In the records below, find the line containing "pixel 278 479" and the line containing "pixel 181 428"; please repeat exactly the lines from one to the other, both included, and nothing more.

BEGIN DATASET CONTENT

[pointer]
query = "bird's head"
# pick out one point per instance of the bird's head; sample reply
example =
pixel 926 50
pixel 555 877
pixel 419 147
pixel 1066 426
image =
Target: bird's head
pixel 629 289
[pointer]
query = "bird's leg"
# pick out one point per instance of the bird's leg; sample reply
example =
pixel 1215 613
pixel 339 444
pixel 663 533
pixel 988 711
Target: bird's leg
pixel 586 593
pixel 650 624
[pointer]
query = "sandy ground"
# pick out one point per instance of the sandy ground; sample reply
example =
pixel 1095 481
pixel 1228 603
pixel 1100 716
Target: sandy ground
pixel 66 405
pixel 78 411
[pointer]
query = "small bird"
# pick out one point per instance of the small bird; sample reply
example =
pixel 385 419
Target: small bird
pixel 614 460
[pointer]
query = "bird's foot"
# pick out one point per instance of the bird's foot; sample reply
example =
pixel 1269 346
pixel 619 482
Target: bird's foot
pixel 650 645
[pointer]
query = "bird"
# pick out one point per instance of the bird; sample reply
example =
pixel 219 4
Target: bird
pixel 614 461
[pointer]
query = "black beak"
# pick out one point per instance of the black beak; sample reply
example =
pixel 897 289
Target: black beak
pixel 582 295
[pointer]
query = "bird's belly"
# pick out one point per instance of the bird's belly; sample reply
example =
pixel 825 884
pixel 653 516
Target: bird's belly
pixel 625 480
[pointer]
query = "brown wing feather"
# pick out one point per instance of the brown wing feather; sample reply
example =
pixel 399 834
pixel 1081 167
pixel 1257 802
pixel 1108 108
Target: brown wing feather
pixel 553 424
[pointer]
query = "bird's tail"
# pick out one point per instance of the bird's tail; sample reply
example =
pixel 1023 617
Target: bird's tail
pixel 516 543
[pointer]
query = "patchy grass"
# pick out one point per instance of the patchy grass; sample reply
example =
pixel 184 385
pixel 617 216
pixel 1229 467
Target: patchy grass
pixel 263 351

END DATASET CONTENT
BEGIN DATASET CONTENT

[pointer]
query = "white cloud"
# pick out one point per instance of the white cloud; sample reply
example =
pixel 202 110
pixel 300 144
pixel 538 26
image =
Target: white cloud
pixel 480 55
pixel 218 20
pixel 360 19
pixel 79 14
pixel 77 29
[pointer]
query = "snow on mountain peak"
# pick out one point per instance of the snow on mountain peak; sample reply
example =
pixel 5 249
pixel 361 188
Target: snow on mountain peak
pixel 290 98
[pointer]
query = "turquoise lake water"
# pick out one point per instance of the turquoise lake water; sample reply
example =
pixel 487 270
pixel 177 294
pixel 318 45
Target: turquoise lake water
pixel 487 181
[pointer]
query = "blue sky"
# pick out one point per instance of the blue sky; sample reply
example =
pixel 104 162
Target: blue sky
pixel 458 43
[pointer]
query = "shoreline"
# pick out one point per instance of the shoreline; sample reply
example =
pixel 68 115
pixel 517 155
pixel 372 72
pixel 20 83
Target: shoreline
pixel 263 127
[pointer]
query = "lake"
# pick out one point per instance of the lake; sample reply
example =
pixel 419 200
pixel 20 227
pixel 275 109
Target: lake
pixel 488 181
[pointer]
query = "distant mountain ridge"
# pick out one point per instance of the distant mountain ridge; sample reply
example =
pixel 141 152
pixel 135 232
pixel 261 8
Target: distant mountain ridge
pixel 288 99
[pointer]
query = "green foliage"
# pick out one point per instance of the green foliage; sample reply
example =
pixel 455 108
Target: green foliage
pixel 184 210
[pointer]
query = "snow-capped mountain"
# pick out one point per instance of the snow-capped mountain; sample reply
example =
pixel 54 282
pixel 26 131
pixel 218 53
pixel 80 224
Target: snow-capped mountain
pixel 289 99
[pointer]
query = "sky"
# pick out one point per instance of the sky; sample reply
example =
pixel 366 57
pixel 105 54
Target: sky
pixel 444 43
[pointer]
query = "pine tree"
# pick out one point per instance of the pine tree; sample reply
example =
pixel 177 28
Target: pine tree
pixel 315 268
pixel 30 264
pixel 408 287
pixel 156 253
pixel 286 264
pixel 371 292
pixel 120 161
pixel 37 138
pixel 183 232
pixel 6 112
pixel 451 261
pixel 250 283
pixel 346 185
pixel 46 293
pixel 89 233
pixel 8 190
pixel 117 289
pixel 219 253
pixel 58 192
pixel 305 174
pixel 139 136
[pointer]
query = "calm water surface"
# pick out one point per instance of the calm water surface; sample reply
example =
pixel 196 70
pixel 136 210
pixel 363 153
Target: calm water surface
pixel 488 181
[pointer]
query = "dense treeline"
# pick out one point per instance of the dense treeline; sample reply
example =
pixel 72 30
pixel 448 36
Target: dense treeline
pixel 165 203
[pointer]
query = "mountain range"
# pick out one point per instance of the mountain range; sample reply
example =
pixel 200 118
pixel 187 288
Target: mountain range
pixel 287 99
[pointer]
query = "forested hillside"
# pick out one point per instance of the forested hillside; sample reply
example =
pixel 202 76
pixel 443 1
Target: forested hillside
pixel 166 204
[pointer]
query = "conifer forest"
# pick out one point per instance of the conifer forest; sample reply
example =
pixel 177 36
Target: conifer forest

END DATASET CONTENT
BEGIN DATASET CONTENT

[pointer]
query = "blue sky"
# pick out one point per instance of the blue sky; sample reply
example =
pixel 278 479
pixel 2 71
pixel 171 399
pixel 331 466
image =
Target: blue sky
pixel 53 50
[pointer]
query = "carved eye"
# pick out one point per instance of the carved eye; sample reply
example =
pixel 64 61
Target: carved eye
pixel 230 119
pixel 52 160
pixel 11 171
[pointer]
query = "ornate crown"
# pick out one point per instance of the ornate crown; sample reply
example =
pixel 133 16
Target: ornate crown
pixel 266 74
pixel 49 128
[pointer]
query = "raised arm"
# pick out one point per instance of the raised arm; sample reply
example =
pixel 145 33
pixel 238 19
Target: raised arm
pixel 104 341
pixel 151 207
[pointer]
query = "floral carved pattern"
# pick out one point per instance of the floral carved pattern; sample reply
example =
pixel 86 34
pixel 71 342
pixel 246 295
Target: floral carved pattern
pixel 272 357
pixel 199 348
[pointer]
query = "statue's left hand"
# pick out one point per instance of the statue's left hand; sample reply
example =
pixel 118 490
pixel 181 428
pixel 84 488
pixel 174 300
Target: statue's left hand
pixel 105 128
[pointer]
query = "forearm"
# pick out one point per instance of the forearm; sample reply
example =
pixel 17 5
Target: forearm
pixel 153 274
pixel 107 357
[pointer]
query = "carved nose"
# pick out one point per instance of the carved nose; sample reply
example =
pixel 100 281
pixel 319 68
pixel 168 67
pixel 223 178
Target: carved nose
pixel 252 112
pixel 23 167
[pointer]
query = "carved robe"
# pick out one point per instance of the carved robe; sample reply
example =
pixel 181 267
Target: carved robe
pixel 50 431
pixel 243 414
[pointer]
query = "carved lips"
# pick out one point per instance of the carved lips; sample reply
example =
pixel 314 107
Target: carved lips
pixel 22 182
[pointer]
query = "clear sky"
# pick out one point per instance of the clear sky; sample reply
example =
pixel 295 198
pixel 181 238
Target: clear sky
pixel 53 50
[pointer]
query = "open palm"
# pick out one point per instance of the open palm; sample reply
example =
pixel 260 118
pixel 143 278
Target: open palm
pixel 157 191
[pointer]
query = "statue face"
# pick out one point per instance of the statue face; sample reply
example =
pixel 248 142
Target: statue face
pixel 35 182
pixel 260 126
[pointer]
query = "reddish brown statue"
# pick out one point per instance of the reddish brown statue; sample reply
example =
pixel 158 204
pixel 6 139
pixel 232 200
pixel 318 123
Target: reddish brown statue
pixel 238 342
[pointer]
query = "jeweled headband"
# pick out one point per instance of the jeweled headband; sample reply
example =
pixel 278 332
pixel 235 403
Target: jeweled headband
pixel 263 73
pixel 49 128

END DATASET CONTENT

→ RESPONSE FOR THIS EXERCISE
pixel 278 479
pixel 2 71
pixel 171 399
pixel 331 466
image =
Target: blue sky
pixel 53 50
[pointer]
query = "carved eye"
# pick out one point per instance of the carved eye; sample reply
example =
pixel 64 61
Target: carved eye
pixel 230 119
pixel 52 160
pixel 11 171
[pointer]
query = "ornate crown"
# pick out one point per instance of the ornate crown; sample reply
example =
pixel 133 16
Target: ornate crown
pixel 266 74
pixel 49 128
[pointer]
query = "raised arm"
# pick out one point per instance of the raised arm; sample reply
example =
pixel 145 33
pixel 238 19
Target: raised arm
pixel 104 341
pixel 151 207
[pointer]
query = "floral carved pattern"
# pick out one point per instance of the floral carved pattern; sample reply
example =
pixel 86 34
pixel 71 342
pixel 246 295
Target: floral carved pattern
pixel 272 357
pixel 199 348
[pointer]
query = "statue's left hand"
# pick out one point per instance of the statue's left hand; sample reply
example =
pixel 118 490
pixel 181 428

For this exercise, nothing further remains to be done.